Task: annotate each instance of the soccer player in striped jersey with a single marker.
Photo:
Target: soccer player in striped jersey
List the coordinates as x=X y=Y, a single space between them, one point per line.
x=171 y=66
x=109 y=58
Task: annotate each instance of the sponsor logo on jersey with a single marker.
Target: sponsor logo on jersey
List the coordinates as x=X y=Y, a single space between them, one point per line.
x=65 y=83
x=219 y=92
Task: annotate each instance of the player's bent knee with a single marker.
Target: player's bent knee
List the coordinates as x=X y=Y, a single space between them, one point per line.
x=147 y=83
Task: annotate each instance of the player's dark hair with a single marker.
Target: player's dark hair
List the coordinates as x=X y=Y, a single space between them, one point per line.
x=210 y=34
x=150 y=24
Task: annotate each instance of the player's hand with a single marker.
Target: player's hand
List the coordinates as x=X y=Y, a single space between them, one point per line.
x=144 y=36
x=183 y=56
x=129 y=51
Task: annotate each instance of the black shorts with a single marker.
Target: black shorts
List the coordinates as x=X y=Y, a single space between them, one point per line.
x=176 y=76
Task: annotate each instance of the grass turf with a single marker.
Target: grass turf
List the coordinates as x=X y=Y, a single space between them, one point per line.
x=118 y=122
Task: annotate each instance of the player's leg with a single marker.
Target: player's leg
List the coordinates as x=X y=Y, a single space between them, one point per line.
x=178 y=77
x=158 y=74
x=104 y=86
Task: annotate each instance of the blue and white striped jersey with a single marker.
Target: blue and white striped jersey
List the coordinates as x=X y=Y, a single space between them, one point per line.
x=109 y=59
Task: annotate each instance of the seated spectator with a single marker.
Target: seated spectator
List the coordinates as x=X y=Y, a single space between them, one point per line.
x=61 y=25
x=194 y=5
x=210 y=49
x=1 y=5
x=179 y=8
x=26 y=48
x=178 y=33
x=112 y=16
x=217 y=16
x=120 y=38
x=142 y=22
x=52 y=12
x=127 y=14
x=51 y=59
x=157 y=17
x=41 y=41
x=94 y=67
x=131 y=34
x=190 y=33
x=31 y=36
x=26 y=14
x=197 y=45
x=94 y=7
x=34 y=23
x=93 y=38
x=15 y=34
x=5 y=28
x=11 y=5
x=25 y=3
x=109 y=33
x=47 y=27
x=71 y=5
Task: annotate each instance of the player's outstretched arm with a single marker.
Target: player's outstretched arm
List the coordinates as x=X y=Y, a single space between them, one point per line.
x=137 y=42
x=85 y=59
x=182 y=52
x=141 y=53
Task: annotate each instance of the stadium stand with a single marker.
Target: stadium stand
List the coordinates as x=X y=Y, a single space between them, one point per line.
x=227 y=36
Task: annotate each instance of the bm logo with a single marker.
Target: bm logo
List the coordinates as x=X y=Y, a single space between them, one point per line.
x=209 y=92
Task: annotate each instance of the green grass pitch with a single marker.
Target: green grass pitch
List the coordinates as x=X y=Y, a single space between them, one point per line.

### [Task description]
Reproduce every line of the data verbatim.

### [Solution to this task]
Task: annotate each instance of the soccer player in striped jersey with a single marker.
Photo:
Target: soccer player in striped jersey
List the coordinates as x=X y=Y, a single space between them, one point per line.
x=171 y=66
x=109 y=58
Task: annotate each instance of the sponsor logo on jersey with a single marker.
Target: sponsor logo on jersey
List the coordinates as x=X y=Y, a single space between them, one point per line.
x=65 y=83
x=219 y=92
Task: annotate each instance of the player's bent knee with a single marker.
Target: player's bent knee
List the coordinates as x=X y=Y, a single space between them, one point per line.
x=147 y=83
Task: annotate each instance of the player's dark hair with a single marker.
Target: player's dark hair
List the coordinates as x=X y=Y, a single space between them, one point per line.
x=210 y=34
x=150 y=24
Task: annotate each instance of the player's hand with a single marker.
Target: player's hand
List the coordinates as x=X y=Y, a single space between them, one point per line.
x=144 y=36
x=183 y=56
x=129 y=51
Task: annotate each instance of the black shorts with a single marker.
Target: black shorts
List the coordinates as x=X y=Y, a single space between them, one point per line.
x=176 y=76
Task: annotate each instance of the grass turf with a single marker.
Target: grass turf
List the coordinates as x=X y=Y, a single space between them, one point per line.
x=118 y=122
Task: annotate each instance of the player's leg with a single marker.
Target: player's leg
List the coordinates as x=X y=Y, a single space between them, one point per line.
x=178 y=77
x=158 y=74
x=104 y=86
Task: annotate each instance of the blue and white striped jersey with a single marker.
Target: blue and white striped jersey
List the coordinates as x=X y=Y, a single space between them, one point per line.
x=109 y=59
Task: annotate each instance of the seated spectator with a single marker.
Target: seated spectator
List the coordinates as x=X y=Y, a single space between them, one point per line.
x=61 y=25
x=194 y=5
x=210 y=49
x=1 y=5
x=179 y=8
x=26 y=48
x=178 y=33
x=112 y=16
x=217 y=16
x=120 y=38
x=142 y=22
x=52 y=12
x=127 y=14
x=51 y=59
x=157 y=17
x=41 y=41
x=94 y=67
x=131 y=34
x=190 y=33
x=31 y=36
x=26 y=14
x=197 y=45
x=94 y=7
x=34 y=23
x=93 y=38
x=15 y=34
x=5 y=28
x=11 y=5
x=25 y=3
x=109 y=33
x=47 y=27
x=71 y=5
Task: annotate each instance of the player's outstretched arm with a single marker.
Target: player's outstretched arm
List the coordinates as x=X y=Y, a single space between them, one point per line.
x=137 y=42
x=85 y=59
x=182 y=52
x=141 y=53
Task: annotate each instance of the stadium stand with a single marker.
Target: stadium stand
List the coordinates as x=X y=Y, a single space between them, one point per line.
x=227 y=36
Task: annotate each instance of the bm logo with a single marker.
Target: bm logo
List the coordinates as x=X y=Y, a single space between them, one point per line.
x=209 y=92
Task: annotate each instance of the green grass pitch with a single marker.
Target: green grass pitch
List the coordinates as x=X y=Y, a single space between them, one point per line.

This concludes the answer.